• [WHAT YOU NEED TO DO]: Locate every line of the data below that contains the string "grassy" and copy each such line in full. Matching is case-sensitive.

• [RECORDS FOR THIS EXERCISE]:
______________________________
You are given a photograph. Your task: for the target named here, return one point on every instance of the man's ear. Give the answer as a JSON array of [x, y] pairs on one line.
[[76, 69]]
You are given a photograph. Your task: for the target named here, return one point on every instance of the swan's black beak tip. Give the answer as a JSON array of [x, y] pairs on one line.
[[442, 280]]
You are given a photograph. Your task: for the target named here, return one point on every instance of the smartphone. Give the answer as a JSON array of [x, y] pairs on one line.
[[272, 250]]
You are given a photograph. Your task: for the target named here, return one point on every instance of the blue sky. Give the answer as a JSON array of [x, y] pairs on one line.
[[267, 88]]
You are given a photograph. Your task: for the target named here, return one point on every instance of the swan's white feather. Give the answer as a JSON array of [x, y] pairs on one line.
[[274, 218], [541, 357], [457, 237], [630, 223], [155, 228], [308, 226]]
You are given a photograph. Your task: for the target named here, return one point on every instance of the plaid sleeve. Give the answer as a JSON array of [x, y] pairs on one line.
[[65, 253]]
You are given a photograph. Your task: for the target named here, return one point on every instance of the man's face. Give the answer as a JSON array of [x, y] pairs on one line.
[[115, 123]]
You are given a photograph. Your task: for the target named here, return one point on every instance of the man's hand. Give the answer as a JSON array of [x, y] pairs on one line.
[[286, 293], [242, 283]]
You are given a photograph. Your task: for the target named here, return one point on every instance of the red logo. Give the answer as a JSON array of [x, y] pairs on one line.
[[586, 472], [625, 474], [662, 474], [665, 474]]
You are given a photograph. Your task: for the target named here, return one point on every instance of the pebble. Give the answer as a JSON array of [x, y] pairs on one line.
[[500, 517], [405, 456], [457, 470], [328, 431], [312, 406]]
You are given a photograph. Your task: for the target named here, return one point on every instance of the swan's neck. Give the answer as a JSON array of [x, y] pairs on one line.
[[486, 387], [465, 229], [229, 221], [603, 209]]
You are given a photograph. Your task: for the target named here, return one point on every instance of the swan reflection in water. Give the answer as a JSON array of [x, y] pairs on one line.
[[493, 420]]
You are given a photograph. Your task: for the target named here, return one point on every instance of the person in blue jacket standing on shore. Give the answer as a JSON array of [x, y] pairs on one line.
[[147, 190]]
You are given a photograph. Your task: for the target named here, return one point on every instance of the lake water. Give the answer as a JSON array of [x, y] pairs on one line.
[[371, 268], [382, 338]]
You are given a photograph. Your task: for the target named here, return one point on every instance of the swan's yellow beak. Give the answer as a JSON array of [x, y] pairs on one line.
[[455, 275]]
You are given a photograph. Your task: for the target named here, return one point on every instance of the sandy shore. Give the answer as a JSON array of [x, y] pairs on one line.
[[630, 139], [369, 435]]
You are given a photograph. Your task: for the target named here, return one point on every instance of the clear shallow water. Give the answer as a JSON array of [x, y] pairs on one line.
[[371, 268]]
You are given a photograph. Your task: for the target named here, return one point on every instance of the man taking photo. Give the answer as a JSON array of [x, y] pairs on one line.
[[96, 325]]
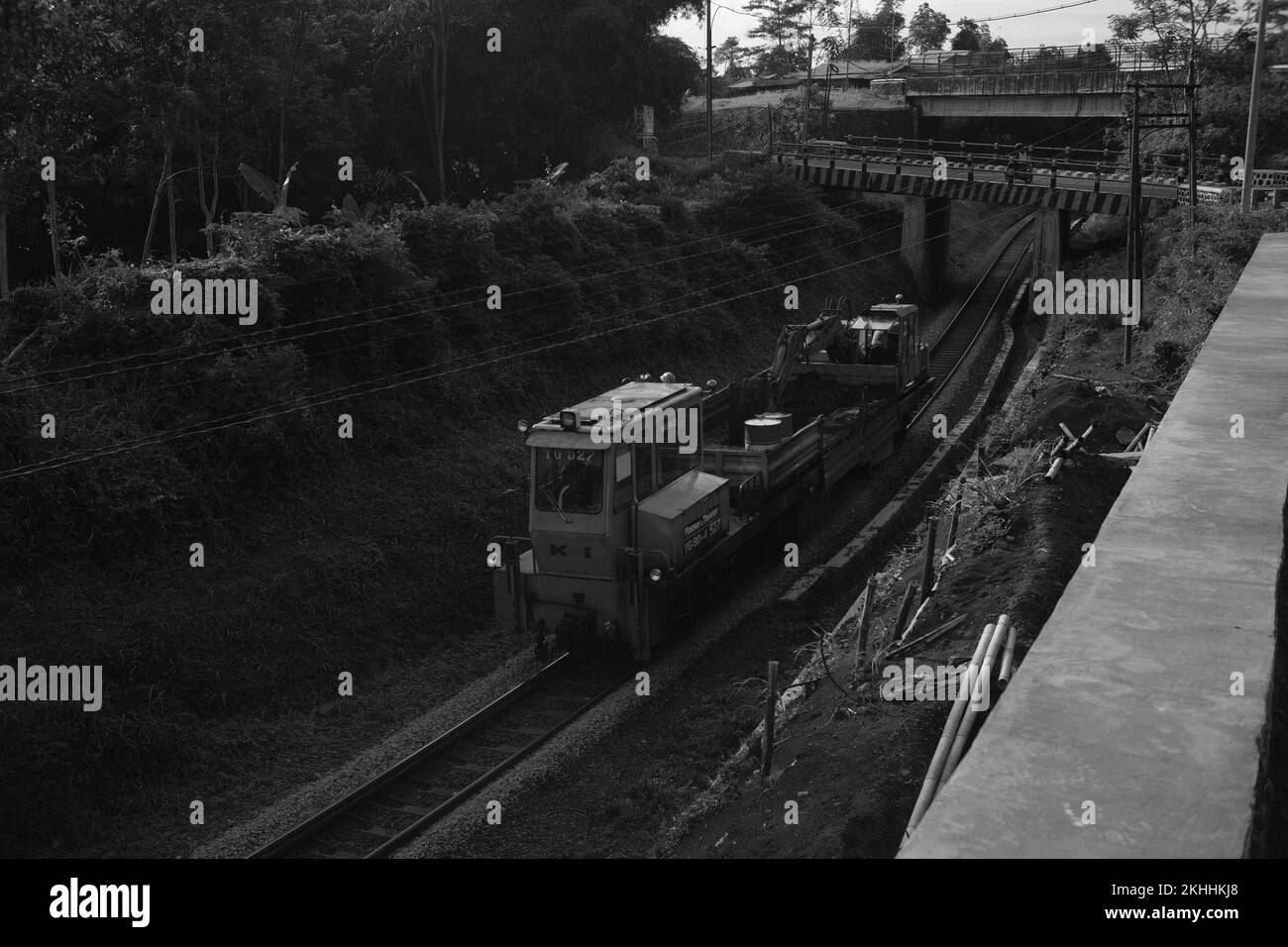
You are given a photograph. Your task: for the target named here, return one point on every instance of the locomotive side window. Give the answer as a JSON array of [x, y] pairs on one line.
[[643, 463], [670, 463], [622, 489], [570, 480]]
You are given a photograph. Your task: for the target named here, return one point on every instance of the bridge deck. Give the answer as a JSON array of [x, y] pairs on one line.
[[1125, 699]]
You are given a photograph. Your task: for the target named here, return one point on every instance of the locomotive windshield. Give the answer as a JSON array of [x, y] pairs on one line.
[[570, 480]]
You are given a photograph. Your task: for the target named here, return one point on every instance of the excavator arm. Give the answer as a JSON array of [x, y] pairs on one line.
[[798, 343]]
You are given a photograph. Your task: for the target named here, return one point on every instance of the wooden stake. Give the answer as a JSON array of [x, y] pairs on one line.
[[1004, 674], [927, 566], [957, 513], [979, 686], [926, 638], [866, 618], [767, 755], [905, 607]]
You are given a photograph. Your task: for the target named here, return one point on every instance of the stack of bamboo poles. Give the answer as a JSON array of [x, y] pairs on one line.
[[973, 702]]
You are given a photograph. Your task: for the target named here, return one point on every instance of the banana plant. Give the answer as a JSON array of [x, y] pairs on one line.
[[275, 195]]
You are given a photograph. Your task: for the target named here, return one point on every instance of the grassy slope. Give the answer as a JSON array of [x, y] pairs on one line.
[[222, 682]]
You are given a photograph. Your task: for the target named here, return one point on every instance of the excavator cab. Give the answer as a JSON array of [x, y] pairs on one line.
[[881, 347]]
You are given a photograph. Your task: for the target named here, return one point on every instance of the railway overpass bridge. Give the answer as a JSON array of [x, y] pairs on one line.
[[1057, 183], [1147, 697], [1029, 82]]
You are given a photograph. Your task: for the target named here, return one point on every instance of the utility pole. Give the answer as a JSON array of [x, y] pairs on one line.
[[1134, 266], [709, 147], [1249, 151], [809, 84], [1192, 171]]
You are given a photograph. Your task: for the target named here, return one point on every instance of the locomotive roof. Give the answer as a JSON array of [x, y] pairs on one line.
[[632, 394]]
______________________________
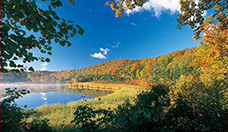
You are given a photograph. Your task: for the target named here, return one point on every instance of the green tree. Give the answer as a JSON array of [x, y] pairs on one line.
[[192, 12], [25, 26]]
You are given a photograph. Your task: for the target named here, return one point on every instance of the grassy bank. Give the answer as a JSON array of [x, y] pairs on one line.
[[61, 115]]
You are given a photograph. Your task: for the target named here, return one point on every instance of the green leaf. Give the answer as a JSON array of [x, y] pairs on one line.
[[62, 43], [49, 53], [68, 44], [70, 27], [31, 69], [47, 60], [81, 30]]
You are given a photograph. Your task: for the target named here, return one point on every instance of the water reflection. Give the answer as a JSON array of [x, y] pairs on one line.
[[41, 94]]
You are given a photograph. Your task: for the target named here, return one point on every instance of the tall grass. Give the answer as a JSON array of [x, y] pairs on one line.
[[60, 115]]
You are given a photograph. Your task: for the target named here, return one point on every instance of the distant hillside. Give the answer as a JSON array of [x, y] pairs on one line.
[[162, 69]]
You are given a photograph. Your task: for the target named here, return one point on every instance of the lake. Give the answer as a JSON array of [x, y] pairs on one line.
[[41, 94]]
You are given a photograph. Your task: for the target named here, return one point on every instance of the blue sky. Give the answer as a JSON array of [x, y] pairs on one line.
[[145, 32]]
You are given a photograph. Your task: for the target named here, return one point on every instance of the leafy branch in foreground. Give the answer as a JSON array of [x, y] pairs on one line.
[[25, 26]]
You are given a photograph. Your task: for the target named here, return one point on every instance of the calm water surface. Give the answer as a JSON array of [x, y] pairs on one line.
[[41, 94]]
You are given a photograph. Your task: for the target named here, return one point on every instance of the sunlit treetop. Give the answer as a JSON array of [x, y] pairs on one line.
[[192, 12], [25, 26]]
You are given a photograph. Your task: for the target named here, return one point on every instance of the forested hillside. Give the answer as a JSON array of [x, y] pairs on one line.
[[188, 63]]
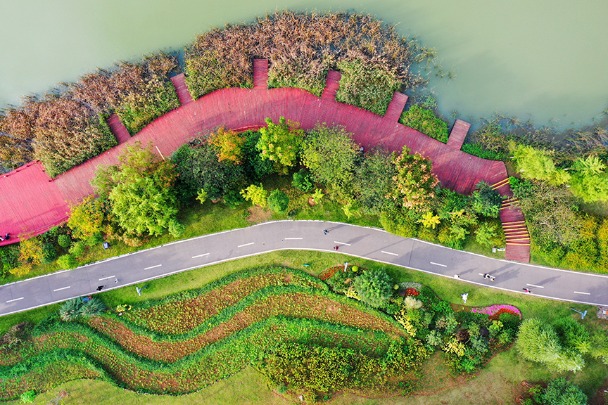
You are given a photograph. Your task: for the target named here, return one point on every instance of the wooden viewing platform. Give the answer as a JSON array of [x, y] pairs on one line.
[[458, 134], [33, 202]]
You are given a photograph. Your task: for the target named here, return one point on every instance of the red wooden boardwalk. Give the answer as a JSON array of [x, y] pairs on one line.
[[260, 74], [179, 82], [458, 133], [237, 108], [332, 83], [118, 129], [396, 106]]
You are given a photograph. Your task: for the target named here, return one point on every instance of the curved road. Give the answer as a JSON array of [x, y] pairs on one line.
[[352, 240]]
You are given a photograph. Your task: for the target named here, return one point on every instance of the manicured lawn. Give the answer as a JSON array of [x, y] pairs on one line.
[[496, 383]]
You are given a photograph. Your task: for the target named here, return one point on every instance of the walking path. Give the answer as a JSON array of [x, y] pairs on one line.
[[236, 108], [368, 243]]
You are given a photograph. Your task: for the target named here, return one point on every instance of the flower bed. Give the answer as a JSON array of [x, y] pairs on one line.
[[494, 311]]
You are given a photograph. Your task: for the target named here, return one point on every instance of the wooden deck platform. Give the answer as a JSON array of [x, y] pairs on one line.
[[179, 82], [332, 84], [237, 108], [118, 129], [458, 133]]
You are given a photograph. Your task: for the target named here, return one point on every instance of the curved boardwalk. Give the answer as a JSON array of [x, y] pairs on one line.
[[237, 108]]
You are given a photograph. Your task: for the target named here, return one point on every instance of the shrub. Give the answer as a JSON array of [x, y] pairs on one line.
______________________________
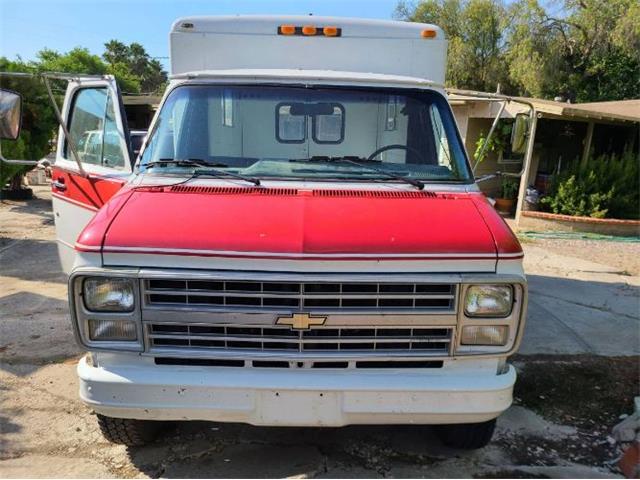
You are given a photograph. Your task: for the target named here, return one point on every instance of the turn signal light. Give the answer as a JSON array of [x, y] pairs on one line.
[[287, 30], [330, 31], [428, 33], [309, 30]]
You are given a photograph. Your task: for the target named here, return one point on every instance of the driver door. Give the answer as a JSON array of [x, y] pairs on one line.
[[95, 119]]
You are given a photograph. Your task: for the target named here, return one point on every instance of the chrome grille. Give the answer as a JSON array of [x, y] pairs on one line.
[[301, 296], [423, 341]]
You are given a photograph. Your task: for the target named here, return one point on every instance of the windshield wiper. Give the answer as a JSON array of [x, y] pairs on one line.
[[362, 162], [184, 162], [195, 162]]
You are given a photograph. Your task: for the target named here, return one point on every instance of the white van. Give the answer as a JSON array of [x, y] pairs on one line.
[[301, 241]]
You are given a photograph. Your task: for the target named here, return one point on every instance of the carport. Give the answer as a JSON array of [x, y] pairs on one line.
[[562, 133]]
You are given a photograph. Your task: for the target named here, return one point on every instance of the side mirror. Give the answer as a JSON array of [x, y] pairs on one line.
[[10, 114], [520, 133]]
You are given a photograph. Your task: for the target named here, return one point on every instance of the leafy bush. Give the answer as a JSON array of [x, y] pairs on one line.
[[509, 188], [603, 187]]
______________________________
• [REPLY TO THE EXERCISE]:
You are given a photograph. Your task: for the target named here, return one point on every instance of the grassy slope. Give the answer as a JSON array of [x, y] pairs on one line.
You are given a photograph. Your task: for the target named here, return one point on every instance of the grassy bank. Give the answer as a JSON array of [x, y] pairs on one line.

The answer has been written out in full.